- DIRECTIONS FOR THIS TASK: Copy out the temperature sensor write-up below in full, word for word.

### GIVEN TEXT

Story

What’s my motivation?

Texas is HOT. ACs work overtime and electricity bills soar. In a nutshell, this was the motivation for wanting to see how cheaply and easily I could build a small temperature sensor to collect heating and cooling data from different rooms in the house. This has been a really fun project and taught me a lot, including how to use to program an Arduino, design a lightweight data pipeline, and build a visualization dashboard to see my data.

This project is a fun thing to do as a useful DIY project, for those interested in building “something that works” fairly quickly and easily. See Parts 1-2.

Aspiring data scientists are another potential audience for this project, because it’s great practice in thinking through the steps of a problem while generating your own (useful!) dataset. See Parts 1-5.

Here’s the goal

In this series, we’ll be building a fleet of temperature sensors that you can deploy and place around the house. The constraints will be clarified later but the most important requirements were:

  • Cost. I wanted each sensor to cost less than the cheapest commercially available sensor (roughly $25 at the time of writing).

######
### EXTRACTED MATERIAL

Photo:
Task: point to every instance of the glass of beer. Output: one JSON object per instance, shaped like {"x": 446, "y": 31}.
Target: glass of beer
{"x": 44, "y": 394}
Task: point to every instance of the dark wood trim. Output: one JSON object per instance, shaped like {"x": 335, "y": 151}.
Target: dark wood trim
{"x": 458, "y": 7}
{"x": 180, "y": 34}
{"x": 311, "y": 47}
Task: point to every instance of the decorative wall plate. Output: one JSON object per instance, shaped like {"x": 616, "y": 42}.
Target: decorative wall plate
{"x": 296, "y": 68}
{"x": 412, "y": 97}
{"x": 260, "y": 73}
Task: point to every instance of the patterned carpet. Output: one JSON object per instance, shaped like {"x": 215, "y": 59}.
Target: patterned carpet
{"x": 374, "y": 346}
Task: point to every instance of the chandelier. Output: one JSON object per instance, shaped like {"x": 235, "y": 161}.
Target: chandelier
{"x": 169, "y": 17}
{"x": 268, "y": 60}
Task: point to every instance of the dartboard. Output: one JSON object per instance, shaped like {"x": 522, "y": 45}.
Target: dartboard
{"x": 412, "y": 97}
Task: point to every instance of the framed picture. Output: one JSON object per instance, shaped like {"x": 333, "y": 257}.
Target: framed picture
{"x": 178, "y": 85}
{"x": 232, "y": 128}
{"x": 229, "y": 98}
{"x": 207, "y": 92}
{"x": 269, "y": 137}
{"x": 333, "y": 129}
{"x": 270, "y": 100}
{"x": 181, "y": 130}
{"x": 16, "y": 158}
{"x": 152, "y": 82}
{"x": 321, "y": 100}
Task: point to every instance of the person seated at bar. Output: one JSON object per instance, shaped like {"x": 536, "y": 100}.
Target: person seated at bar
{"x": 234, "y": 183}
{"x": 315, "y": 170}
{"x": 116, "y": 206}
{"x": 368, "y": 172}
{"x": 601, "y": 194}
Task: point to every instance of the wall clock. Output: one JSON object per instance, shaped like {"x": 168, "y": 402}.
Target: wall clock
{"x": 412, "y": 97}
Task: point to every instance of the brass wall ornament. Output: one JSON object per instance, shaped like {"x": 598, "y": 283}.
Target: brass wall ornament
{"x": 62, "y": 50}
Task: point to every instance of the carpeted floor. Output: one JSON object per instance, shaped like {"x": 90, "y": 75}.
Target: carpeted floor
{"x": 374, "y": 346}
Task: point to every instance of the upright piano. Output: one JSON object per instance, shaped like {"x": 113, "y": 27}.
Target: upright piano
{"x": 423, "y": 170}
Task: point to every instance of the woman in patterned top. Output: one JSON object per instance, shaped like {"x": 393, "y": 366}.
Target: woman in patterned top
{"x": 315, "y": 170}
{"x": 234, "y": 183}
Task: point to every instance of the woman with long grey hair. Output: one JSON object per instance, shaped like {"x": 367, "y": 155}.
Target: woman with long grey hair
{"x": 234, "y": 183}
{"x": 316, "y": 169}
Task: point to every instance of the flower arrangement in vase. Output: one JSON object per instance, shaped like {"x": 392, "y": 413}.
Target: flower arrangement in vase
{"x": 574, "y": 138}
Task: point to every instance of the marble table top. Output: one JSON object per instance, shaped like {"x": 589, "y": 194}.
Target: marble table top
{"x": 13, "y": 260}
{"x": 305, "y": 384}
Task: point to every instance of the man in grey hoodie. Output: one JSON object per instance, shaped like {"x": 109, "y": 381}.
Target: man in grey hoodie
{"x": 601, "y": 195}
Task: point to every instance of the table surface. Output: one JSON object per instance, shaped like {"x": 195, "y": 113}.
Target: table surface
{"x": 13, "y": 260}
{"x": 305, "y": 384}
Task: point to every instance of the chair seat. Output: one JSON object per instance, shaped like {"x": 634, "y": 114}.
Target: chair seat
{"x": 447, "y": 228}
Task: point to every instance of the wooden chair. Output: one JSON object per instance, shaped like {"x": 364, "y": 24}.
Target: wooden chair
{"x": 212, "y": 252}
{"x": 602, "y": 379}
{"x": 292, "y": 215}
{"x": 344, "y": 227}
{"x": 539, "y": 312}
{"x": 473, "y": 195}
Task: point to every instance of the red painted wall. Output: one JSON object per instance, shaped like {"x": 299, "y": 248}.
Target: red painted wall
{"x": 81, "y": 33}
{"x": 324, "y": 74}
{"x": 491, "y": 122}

######

- SOLUTION TO THE PROBLEM:
Story

What’s my motivation?

Texas is HOT. ACs work overtime and electricity bills soar. In a nutshell, this was the motivation for wanting to see how cheaply and easily I could build a small temperature sensor to collect heating and cooling data from different rooms in the house. This has been a really fun project and taught me a lot, including how to use to program an Arduino, design a lightweight data pipeline, and build a visualization dashboard to see my data.

This project is a fun thing to do as a useful DIY project, for those interested in building “something that works” fairly quickly and easily. See Parts 1-2.

Aspiring data scientists are another potential audience for this project, because it’s great practice in thinking through the steps of a problem while generating your own (useful!) dataset. See Parts 1-5.

Here’s the goal

In this series, we’ll be building a fleet of temperature sensors that you can deploy and place around the house. The constraints will be clarified later but the most important requirements were:

  • Cost. I wanted each sensor to cost less than the cheapest commercially available sensor (roughly $25 at the time of writing).